[Extracted data entries]
++++++++

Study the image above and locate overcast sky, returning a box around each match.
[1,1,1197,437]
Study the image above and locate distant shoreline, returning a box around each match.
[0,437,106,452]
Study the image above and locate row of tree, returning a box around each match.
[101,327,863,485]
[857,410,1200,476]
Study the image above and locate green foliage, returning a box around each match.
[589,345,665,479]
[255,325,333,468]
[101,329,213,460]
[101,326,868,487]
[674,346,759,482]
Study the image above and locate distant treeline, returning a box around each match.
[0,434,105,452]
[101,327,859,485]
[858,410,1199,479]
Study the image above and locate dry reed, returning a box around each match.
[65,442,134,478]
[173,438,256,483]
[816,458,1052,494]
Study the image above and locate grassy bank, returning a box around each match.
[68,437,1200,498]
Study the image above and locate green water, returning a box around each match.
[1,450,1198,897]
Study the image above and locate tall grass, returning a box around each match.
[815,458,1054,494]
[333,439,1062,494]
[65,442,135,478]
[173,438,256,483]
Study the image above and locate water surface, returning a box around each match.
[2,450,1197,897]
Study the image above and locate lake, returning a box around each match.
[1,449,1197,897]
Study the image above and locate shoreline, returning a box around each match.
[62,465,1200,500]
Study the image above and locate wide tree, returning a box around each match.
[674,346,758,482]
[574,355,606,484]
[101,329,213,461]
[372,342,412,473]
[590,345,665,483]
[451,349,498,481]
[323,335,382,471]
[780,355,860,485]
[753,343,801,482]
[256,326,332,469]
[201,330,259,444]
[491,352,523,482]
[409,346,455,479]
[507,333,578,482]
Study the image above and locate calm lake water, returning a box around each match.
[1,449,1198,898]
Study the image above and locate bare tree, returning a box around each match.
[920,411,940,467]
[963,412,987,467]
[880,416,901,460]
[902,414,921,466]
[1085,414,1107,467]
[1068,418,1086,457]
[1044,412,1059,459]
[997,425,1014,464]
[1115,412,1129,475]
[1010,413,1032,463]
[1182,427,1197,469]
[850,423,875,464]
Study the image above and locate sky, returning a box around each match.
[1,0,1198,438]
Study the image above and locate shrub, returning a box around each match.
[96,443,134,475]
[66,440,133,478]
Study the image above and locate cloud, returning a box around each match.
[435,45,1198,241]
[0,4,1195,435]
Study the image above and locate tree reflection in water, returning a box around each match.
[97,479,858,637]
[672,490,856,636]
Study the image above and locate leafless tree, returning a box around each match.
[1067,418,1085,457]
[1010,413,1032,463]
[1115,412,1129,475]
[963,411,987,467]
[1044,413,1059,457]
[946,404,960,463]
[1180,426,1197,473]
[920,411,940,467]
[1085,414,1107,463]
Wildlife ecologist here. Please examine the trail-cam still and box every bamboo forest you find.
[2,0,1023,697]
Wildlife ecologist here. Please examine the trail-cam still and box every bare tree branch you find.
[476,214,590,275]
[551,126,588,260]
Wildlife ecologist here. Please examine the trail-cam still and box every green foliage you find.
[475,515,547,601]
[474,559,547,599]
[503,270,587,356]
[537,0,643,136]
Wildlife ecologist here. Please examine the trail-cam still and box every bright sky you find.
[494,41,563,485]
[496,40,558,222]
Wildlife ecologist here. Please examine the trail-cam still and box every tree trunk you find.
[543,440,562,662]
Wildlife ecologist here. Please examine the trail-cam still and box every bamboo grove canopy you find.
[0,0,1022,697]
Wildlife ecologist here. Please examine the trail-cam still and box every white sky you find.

++++++++

When transcribing the data, keep every line exactly as it is.

[Task response]:
Study the image above and locate overcast sky, returning a box around each match.
[1,1,1197,437]
Study the image above and locate distant shoreline, returning a box around each match.
[0,437,106,452]
Study the image above and locate row of tree, returning a box around each match.
[101,327,863,485]
[857,410,1200,476]
Study the image above and locate green foliage, returning a box around each match.
[589,345,665,479]
[255,325,333,468]
[101,329,213,460]
[101,326,868,487]
[674,346,759,482]
Study the image above and locate distant treeline, returning a box around each match.
[0,434,105,452]
[101,327,859,485]
[858,410,1199,479]
Study the image above and locate dry reed, returning a box around each match.
[65,442,134,478]
[173,438,256,483]
[816,458,1052,494]
Study the image above and locate grassy bank, returning a box around each match.
[68,437,1200,498]
Study the image above and locate green water, returning a box around each match.
[1,450,1198,897]
Study the image above and locate tall grass, returning a box around each match.
[815,458,1054,494]
[333,439,1062,494]
[65,442,135,478]
[173,438,256,483]
Study the image above and locate water surface, returning a box around each match.
[2,450,1197,897]
Study the image above and locate lake, returning a box around each match.
[1,449,1197,897]
Study the image above and locate shoreline, returning a box around each match.
[62,465,1200,500]
Study the image above and locate wide tree, returning a box around each match.
[674,346,758,482]
[574,355,606,484]
[101,329,213,461]
[372,342,412,473]
[590,345,665,483]
[451,349,498,481]
[323,335,382,471]
[780,355,860,485]
[753,343,801,482]
[256,326,332,469]
[201,330,259,444]
[491,352,523,482]
[409,346,455,479]
[507,333,578,482]
Study the image above and locate calm lake water, returning a box around each match.
[1,449,1198,898]
Study the image above and locate bare tree, returning a box around each match.
[920,411,940,467]
[963,412,987,467]
[880,416,901,460]
[902,414,921,466]
[1085,414,1107,467]
[1068,418,1086,457]
[1044,412,1059,459]
[997,425,1014,464]
[1115,412,1129,475]
[1010,413,1032,463]
[1182,427,1197,469]
[850,423,875,464]
Study the image above and locate sky, returning a box around each match.
[1,0,1198,438]
Study the image above and locate shrub, returning a box around each match.
[96,443,134,475]
[66,440,133,478]
Study the image above and locate cloud, returning a box around each match.
[435,45,1198,241]
[0,4,1195,435]
Study the image above and locate tree reflection in water, returning a box around each match.
[97,479,858,637]
[672,490,856,636]
Study the image above and locate leafless tree, returning a box around each match.
[1067,418,1085,457]
[1010,413,1032,463]
[1115,412,1129,475]
[963,411,987,467]
[1044,413,1059,457]
[946,404,960,463]
[1180,426,1197,473]
[920,411,940,467]
[1085,414,1107,463]
Wildlife ecologist here. Please examine the trail-cam still and box every bamboo forest you find.
[2,0,1023,697]
Wildlife ecologist here. Please examine the trail-cam still and box every bare tree branch you find.
[476,214,590,275]
[551,126,588,260]
Wildlife ecologist here. Please examine the trail-cam still and box every green foliage you find.
[475,515,547,601]
[474,559,547,599]
[503,270,587,356]
[537,0,643,136]
Wildlife ecologist here. Please examine the trail-cam still and box every bright sky you find.
[494,41,563,485]
[496,40,558,222]
Wildlife ecologist here. Please examine the trail-cam still and box every tree trunk you find.
[543,440,562,662]
Wildlife ecologist here. Please examine the trail-cam still and box every bamboo grove canopy you find.
[0,0,1022,697]
Wildlife ecologist here. Please examine the trail-cam still and box every white sky you find.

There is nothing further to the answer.